_Okuma Parçası_:
İSTİF MAKİNELERİ SEKTÖRÜNÜN EN ÖNEMLİ ULUSLARARASI ETKİNLİKLERİNDEN BİRİ OLARAK KABUL EDİLEN VE İKİ YILDA BİR YAPILAN AVRUPA İSTİF MAKİNELERİ FEDERASYONU (FEM) KONGRESİ, 14 YIL ARADAN SONRA BU YIL YENİDEN İSTANBUL’DA DÜZENLENDİ. İSTİF MAKİNELERİ DİSTRİBÜTÖRLERİ VE İMALATÇILARI DERNEĞİ (İSDER) EV SAHİPLİĞİNDE, 25-27 EYLÜL TARİHLERİNDE GERÇEKLEŞTİRİLEN KONGREDE, FEM’İN YILLIK GENEL TOPLANTILARI DA YAPILDI.

_Verilen Alıştırma_:
FEM kongresini anlatan okuma parçasında "İSTİF MAKİNELERİ SEKTÖRÜNÜN" sözcüklerinin geçtiği yerden başlayın, "TOPLANTILARI DA YAPILDI." sözcüklerinden sonra durun ve bu bölümü hiç değiştirmeden tekrarlayın. Veriler, okuma parçasından ayrı ve bağımsız bir malzemedir.

_Listelenen Veriler_:
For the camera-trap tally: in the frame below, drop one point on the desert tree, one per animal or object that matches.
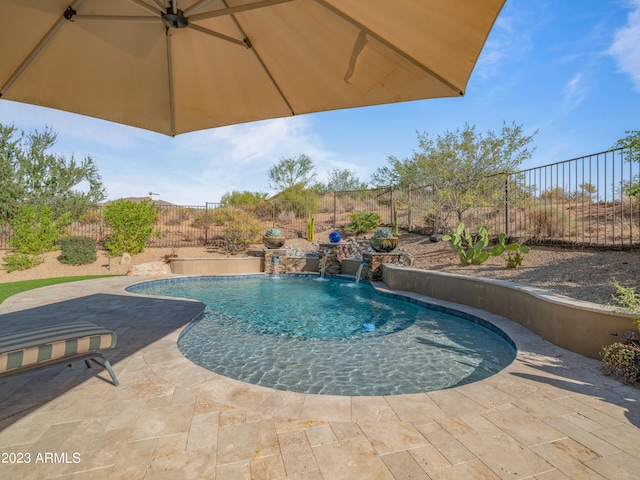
(31, 173)
(342, 180)
(464, 167)
(290, 171)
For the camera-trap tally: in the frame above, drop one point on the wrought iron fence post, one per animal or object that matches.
(335, 209)
(409, 209)
(206, 223)
(391, 205)
(306, 205)
(507, 210)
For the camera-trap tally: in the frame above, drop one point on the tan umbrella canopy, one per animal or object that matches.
(184, 65)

_Tamamlanan Görev_:
İSTİF MAKİNELERİ SEKTÖRÜNÜN EN ÖNEMLİ ULUSLARARASI ETKİNLİKLERİNDEN BİRİ OLARAK KABUL EDİLEN VE İKİ YILDA BİR YAPILAN AVRUPA İSTİF MAKİNELERİ FEDERASYONU (FEM) KONGRESİ, 14 YIL ARADAN SONRA BU YIL YENİDEN İSTANBUL’DA DÜZENLENDİ. İSTİF MAKİNELERİ DİSTRİBÜTÖRLERİ VE İMALATÇILARI DERNEĞİ (İSDER) EV SAHİPLİĞİNDE, 25-27 EYLÜL TARİHLERİNDE GERÇEKLEŞTİRİLEN KONGREDE, FEM’İN YILLIK GENEL TOPLANTILARI DA YAPILDI.